Uitdaging
Kun je de regels vanaf de regel met "Every instance of the orange" tot en met het einde van de records opnieuw geven, verzoeken inbegrepen, met elke coördinaat in de antwoorden met 30 verhoogd? Laat de getallen in de verzoeken en hun voorbeeldnotatie ongewijzigd en laat de afbeeldingen weg.

---------- Gegevensfragment

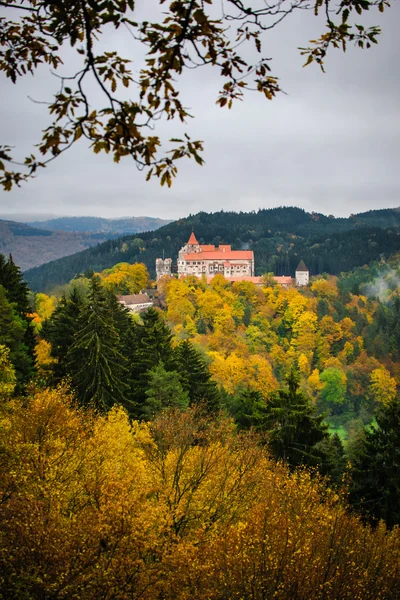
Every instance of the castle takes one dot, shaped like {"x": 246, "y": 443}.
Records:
{"x": 209, "y": 260}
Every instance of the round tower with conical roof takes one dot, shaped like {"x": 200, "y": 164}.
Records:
{"x": 302, "y": 274}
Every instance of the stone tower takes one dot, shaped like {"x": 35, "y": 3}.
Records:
{"x": 302, "y": 274}
{"x": 163, "y": 267}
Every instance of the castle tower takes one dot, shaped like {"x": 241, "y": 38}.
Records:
{"x": 163, "y": 267}
{"x": 302, "y": 274}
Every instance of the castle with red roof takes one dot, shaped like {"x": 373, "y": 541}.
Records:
{"x": 209, "y": 260}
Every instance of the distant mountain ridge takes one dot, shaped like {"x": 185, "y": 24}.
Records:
{"x": 279, "y": 237}
{"x": 120, "y": 225}
{"x": 32, "y": 246}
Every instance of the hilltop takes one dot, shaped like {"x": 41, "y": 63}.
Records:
{"x": 279, "y": 237}
{"x": 44, "y": 241}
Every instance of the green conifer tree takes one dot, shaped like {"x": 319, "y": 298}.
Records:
{"x": 249, "y": 409}
{"x": 61, "y": 328}
{"x": 13, "y": 334}
{"x": 164, "y": 391}
{"x": 17, "y": 289}
{"x": 195, "y": 376}
{"x": 294, "y": 428}
{"x": 150, "y": 344}
{"x": 95, "y": 362}
{"x": 375, "y": 486}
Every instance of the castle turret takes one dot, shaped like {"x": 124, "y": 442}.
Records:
{"x": 302, "y": 274}
{"x": 163, "y": 267}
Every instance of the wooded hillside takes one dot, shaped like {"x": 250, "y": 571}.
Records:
{"x": 279, "y": 237}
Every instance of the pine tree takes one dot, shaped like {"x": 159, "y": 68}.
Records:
{"x": 14, "y": 331}
{"x": 294, "y": 428}
{"x": 164, "y": 391}
{"x": 61, "y": 328}
{"x": 16, "y": 287}
{"x": 249, "y": 409}
{"x": 95, "y": 362}
{"x": 195, "y": 375}
{"x": 375, "y": 487}
{"x": 150, "y": 344}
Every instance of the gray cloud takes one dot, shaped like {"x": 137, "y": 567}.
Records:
{"x": 331, "y": 144}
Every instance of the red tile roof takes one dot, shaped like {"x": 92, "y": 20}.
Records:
{"x": 192, "y": 239}
{"x": 284, "y": 280}
{"x": 231, "y": 255}
{"x": 256, "y": 280}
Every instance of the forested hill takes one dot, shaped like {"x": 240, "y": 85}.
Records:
{"x": 119, "y": 226}
{"x": 280, "y": 237}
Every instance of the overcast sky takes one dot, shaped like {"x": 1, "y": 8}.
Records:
{"x": 331, "y": 145}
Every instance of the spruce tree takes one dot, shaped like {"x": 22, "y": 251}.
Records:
{"x": 294, "y": 428}
{"x": 16, "y": 287}
{"x": 95, "y": 362}
{"x": 249, "y": 409}
{"x": 375, "y": 486}
{"x": 164, "y": 391}
{"x": 196, "y": 378}
{"x": 13, "y": 334}
{"x": 150, "y": 344}
{"x": 61, "y": 328}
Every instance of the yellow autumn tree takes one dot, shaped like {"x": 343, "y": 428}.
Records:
{"x": 124, "y": 278}
{"x": 383, "y": 387}
{"x": 94, "y": 506}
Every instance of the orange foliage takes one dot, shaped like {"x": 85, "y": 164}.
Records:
{"x": 95, "y": 507}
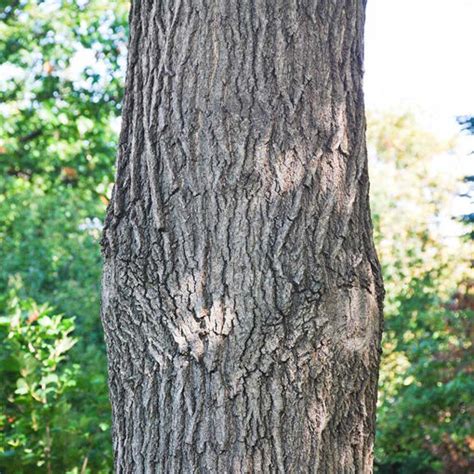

--------------------

Resultaat
Every instance of the orange foliage takes one dot, shaped like {"x": 85, "y": 164}.
Records:
{"x": 125, "y": 537}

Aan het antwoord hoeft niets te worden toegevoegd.